======== Dataset extract ========

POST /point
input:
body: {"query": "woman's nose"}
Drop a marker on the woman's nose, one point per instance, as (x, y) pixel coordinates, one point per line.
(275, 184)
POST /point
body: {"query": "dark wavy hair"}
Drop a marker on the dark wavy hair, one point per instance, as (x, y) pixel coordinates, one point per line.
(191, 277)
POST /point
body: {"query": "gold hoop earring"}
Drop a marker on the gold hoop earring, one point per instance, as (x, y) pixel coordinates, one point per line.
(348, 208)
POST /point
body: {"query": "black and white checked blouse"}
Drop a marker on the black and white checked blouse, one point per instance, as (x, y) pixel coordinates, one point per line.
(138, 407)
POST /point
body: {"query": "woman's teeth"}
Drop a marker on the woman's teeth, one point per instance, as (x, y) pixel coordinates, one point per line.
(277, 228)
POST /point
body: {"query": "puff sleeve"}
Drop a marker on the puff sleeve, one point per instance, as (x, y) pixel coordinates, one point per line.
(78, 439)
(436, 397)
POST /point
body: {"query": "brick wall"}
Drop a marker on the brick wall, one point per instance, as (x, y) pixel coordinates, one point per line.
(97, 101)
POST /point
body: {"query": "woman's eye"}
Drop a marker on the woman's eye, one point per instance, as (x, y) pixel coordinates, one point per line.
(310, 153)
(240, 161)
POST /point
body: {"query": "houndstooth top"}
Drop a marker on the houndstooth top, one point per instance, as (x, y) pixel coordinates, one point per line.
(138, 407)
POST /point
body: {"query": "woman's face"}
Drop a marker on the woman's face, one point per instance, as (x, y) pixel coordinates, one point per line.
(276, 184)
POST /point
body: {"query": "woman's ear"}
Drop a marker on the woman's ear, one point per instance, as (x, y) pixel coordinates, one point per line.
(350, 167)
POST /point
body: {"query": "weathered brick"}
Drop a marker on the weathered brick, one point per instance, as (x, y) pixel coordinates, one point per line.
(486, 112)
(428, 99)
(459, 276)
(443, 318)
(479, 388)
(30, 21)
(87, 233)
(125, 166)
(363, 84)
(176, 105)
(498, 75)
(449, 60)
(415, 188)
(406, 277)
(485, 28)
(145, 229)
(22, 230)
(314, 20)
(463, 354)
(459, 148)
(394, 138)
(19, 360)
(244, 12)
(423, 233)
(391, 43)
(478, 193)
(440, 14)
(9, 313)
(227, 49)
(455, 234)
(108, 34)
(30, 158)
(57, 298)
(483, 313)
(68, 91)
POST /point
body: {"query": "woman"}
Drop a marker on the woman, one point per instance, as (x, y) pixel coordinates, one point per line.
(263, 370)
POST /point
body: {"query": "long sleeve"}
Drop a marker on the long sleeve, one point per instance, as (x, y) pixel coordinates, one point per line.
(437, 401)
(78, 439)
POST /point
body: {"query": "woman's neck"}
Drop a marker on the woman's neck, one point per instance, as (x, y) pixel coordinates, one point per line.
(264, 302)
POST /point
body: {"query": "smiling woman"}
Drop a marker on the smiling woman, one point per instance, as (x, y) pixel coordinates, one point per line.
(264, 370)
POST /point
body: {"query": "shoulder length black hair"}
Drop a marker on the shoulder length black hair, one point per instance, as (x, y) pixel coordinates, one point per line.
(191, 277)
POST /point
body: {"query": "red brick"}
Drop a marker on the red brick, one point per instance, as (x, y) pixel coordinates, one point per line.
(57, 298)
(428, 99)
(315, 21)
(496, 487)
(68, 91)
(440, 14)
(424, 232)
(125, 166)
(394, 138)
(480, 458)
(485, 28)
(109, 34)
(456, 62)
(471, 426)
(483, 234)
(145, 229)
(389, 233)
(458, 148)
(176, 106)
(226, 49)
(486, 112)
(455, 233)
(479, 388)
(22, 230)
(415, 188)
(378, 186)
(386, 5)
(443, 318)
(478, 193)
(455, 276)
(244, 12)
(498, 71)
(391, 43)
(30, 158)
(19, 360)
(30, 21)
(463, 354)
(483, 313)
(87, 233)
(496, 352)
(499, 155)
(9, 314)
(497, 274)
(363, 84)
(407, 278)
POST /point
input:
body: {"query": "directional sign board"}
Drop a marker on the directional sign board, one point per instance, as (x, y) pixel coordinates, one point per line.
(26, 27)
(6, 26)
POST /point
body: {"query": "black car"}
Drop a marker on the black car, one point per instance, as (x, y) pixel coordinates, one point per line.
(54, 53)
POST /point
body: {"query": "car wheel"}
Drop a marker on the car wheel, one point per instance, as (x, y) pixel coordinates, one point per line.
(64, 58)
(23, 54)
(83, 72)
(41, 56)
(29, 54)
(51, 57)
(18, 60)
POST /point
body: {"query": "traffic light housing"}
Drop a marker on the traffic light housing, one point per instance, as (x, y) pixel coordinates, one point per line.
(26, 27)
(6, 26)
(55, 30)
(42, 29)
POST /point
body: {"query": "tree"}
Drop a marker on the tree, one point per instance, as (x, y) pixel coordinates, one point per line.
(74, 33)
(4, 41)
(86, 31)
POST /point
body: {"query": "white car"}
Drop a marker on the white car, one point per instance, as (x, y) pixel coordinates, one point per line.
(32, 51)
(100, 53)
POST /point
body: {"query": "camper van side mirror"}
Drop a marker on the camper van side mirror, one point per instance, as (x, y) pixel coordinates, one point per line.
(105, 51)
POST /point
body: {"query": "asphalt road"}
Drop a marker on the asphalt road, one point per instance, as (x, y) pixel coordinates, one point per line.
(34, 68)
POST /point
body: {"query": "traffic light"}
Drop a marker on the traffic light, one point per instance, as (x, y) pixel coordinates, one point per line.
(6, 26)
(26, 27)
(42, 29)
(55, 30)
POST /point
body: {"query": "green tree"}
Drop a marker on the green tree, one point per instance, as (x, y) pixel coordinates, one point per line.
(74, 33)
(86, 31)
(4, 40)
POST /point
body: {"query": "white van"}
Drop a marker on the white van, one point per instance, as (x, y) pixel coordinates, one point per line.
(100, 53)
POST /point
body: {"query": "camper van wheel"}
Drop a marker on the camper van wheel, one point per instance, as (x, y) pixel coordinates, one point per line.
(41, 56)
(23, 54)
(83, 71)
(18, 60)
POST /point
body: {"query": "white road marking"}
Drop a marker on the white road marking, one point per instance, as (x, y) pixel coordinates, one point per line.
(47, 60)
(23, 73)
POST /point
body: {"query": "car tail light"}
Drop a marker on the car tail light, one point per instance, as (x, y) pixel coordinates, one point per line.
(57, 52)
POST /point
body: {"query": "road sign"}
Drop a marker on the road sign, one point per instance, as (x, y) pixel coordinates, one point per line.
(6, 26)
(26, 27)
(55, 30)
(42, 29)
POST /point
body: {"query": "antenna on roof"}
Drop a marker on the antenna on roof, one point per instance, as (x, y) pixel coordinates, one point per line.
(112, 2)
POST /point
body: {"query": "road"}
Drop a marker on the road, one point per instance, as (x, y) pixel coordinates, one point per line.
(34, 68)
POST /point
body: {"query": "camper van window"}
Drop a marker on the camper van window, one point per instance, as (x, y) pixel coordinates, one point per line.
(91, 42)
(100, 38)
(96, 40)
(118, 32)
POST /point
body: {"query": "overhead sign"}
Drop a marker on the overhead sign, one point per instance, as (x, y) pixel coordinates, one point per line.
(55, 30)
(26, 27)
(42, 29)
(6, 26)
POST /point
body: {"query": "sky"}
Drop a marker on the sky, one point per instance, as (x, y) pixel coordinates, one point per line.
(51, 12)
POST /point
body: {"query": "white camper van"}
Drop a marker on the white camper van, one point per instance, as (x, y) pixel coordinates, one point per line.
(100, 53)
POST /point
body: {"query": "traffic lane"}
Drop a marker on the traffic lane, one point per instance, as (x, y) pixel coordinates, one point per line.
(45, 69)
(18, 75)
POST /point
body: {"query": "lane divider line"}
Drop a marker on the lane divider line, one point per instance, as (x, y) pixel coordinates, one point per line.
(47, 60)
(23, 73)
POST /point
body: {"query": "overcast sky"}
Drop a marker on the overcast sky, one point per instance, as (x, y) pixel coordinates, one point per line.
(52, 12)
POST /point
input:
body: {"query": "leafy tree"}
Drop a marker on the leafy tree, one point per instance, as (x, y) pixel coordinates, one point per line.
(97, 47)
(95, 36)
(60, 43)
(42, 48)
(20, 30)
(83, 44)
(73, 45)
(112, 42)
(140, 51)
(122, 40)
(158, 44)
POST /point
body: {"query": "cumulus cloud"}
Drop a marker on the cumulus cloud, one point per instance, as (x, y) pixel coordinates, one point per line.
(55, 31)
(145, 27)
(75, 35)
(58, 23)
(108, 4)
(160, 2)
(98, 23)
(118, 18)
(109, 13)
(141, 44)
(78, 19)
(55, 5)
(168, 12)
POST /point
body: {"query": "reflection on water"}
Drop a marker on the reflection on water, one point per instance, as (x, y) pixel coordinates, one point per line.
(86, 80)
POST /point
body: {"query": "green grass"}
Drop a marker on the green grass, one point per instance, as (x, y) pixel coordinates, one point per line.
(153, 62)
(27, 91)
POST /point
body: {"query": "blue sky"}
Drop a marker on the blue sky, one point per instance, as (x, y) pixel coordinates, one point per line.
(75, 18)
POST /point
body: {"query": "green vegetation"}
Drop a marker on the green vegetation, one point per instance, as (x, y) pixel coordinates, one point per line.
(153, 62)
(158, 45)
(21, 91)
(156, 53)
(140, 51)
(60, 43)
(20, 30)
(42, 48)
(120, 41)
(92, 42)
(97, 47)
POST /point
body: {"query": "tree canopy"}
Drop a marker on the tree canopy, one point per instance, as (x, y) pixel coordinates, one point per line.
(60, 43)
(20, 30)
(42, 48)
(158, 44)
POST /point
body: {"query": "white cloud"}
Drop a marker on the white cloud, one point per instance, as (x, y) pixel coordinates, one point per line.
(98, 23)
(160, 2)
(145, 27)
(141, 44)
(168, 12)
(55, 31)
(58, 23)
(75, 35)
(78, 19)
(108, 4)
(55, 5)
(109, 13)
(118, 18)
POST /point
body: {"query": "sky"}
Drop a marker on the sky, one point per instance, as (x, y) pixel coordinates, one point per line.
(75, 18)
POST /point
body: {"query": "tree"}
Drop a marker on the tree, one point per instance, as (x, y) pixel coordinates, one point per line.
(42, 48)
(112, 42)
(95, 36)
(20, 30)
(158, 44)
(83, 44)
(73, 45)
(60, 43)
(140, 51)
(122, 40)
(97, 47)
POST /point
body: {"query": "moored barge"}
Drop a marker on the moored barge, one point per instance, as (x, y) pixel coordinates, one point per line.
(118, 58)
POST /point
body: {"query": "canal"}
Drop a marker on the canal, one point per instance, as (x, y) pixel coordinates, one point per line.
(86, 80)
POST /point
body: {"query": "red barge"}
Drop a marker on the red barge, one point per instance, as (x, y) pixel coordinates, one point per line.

========

◆ Problem requirements
Gather every line of the records above that contains the word "marking", and list those lines one per line.

◆ Exercise result
body: {"query": "white road marking"}
Drop a marker on the white road marking, one point per instance, as (x, y) pixel coordinates, one point per line.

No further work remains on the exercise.